Input records:

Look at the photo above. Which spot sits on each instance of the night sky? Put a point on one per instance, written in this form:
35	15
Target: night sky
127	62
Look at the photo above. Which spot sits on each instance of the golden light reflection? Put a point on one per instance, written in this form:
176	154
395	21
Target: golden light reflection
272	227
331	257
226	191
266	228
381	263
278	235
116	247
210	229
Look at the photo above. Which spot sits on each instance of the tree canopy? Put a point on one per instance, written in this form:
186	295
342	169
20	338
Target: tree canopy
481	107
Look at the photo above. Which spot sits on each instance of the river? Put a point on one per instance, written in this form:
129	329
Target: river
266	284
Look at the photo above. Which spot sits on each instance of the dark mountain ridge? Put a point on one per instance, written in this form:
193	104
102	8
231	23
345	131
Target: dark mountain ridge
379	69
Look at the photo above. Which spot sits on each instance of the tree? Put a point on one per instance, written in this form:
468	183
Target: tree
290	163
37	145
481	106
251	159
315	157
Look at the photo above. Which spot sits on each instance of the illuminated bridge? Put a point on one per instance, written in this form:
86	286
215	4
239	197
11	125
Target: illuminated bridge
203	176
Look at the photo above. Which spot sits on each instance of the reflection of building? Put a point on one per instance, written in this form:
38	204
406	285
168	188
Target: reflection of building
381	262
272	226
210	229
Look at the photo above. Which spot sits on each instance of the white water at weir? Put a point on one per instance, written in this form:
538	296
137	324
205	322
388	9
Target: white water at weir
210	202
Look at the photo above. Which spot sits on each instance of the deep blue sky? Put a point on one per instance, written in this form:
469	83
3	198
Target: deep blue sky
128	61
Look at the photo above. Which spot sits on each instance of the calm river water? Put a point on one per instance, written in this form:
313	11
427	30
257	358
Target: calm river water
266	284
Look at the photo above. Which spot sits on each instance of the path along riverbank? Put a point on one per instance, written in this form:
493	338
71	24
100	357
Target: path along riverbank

Challenge: Rewrite everything from the line containing "of the white" down to the end of the rows, replacing "weir" with "dam" and leaving all else unchanged.

Problem solution:
Look at the photo above. Which spot sits on each instance of the white water at dam? Put a point on one per instance, written in this form:
538	296
137	324
205	322
388	9
Target: white water at dam
210	202
Look at the photo above. Which spot sits on each instance of the deep blue sky? Put a point on one per instance, written in this form:
469	83
3	198
Target: deep blue sky
128	61
Look at the photo above. Which spot sits on each instance of the calm river water? Put a point on one per instance, written in this form:
313	11
427	30
257	358
Target: calm river water
266	284
Look at the photo above. Which spot sits on each instance of the path along riverbank? Put a point on one per instance, written in this form:
493	338
71	24
100	357
Target: path along riverbank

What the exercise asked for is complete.